(ACTIVITY):
Using the records below, filter out every line that lacks "rear" and copy the rest.

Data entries
#####

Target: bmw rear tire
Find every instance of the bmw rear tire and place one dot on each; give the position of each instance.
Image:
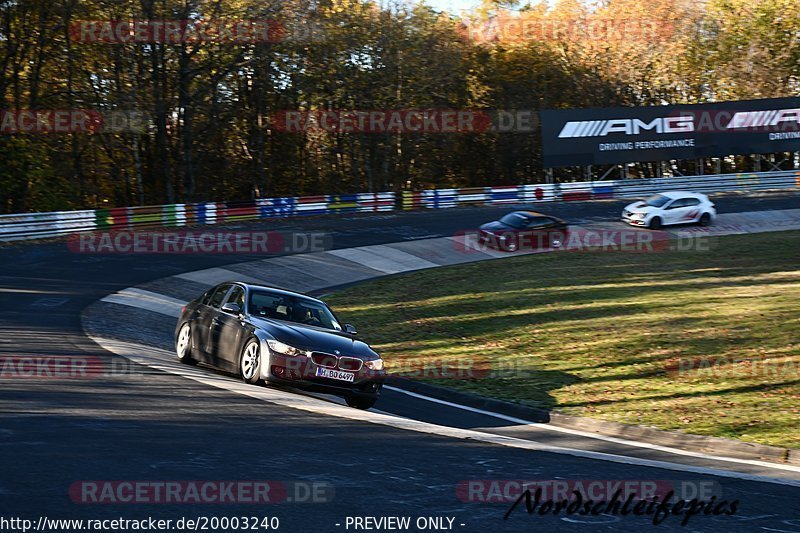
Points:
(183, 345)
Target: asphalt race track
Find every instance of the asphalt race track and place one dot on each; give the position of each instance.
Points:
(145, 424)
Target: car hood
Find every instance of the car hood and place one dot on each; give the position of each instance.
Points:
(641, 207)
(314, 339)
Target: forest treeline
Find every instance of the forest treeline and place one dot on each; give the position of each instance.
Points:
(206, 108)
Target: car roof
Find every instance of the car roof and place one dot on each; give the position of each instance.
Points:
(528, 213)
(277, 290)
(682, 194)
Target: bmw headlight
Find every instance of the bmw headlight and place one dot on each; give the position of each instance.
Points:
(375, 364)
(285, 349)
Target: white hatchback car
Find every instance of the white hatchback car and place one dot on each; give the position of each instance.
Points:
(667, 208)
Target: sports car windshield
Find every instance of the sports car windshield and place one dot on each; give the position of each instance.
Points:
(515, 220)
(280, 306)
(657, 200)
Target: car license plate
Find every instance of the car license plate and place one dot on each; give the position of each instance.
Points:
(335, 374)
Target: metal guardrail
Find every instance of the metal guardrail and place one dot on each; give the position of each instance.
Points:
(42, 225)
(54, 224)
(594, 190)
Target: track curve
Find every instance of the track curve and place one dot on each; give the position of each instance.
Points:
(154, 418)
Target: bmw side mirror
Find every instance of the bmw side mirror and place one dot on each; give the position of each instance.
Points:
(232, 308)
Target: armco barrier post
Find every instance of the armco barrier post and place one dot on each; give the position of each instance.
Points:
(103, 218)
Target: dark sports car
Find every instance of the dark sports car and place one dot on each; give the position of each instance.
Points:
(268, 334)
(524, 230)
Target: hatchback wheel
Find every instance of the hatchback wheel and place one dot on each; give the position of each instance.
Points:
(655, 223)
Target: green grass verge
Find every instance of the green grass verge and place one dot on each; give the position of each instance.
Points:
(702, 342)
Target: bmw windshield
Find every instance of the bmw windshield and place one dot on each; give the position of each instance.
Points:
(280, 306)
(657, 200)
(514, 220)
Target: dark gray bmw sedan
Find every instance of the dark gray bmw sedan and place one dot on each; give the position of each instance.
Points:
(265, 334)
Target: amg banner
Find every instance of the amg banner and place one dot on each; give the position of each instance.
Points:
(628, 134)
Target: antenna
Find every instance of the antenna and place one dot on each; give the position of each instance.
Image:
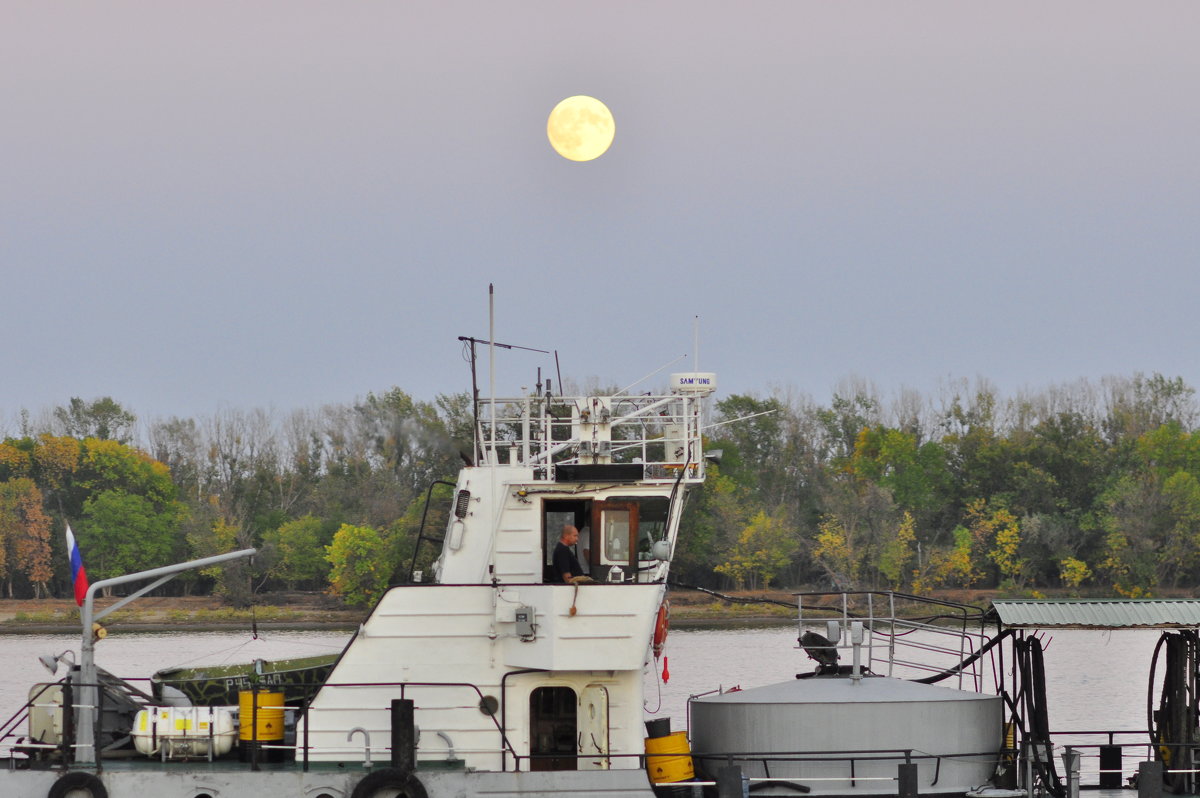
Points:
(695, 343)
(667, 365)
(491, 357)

#####

(PROBLEM SOLUTION):
Target: bmw rear tire
Find every instance of the bmw rear tire and place one dot on each; give the position of each instance.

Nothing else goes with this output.